> [Exercise prompt]: Shift every pin coordinate by adding 50 to each number. Then write out every line of the records from the line containing "Pick out the rough" through the end of the records, both ends included.

> [Records to use]:
───

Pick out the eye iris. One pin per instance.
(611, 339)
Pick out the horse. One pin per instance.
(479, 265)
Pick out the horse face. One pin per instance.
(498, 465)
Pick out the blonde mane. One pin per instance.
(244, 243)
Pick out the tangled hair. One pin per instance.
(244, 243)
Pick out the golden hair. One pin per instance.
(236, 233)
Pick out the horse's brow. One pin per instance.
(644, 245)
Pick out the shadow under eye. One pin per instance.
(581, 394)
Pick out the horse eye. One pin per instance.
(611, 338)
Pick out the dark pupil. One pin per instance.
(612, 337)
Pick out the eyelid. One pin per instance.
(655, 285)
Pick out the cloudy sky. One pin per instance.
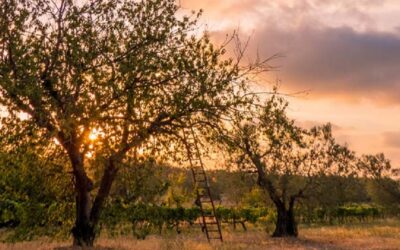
(344, 53)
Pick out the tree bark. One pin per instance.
(83, 231)
(286, 225)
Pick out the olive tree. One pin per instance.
(286, 158)
(131, 71)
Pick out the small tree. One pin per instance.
(287, 159)
(132, 71)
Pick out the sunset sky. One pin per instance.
(344, 53)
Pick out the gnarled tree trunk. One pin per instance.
(286, 225)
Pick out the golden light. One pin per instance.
(95, 134)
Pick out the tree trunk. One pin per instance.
(286, 225)
(83, 230)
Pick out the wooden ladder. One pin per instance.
(210, 223)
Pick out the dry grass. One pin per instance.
(383, 235)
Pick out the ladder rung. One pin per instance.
(212, 223)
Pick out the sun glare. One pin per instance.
(95, 134)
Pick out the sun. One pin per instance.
(95, 134)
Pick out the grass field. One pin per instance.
(377, 235)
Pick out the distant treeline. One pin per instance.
(150, 198)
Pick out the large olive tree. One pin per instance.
(131, 70)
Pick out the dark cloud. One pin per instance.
(336, 61)
(392, 139)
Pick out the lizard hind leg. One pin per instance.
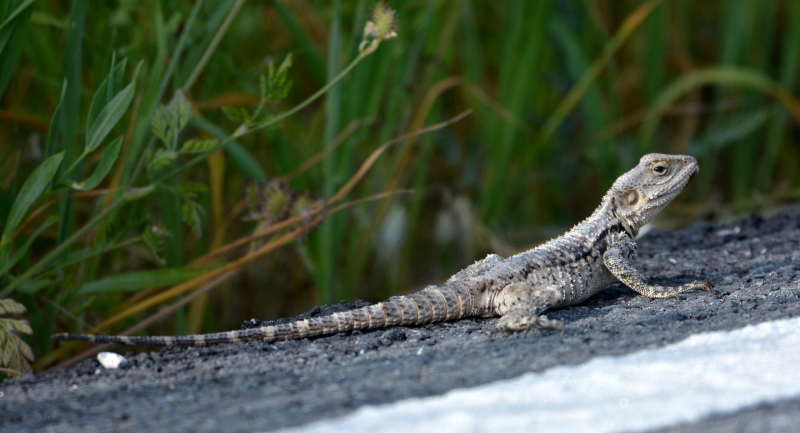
(521, 306)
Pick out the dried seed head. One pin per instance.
(382, 26)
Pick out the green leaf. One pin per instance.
(110, 114)
(152, 237)
(159, 124)
(142, 280)
(10, 306)
(24, 249)
(56, 122)
(15, 325)
(38, 181)
(180, 109)
(106, 91)
(196, 145)
(107, 161)
(162, 158)
(12, 37)
(192, 189)
(238, 115)
(276, 84)
(191, 212)
(32, 286)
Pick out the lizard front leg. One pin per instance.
(619, 260)
(522, 305)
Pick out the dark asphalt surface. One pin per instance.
(754, 263)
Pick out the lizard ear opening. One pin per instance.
(632, 198)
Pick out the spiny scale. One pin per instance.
(564, 271)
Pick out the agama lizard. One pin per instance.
(562, 272)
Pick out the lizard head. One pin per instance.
(640, 194)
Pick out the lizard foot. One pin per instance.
(514, 323)
(703, 285)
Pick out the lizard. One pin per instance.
(564, 271)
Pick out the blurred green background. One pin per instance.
(565, 96)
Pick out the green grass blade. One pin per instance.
(22, 250)
(36, 184)
(110, 114)
(12, 37)
(107, 160)
(141, 280)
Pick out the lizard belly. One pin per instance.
(583, 282)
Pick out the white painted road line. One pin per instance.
(706, 374)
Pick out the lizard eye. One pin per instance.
(632, 198)
(660, 169)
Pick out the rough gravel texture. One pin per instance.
(754, 263)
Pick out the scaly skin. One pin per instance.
(564, 271)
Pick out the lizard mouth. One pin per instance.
(692, 176)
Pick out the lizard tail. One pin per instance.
(433, 304)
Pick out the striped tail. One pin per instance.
(433, 304)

───

> [Exercise answer]:
Pick out the rough gravel texture. One pin per instance.
(804, 313)
Pick out the scaly skin. One pin per instance.
(614, 321)
Pick out the lizard mouth. One pin per instance.
(742, 226)
Pick out the lizard tail. One pin per instance.
(483, 354)
Pick out the striped tail. One pin per instance.
(483, 354)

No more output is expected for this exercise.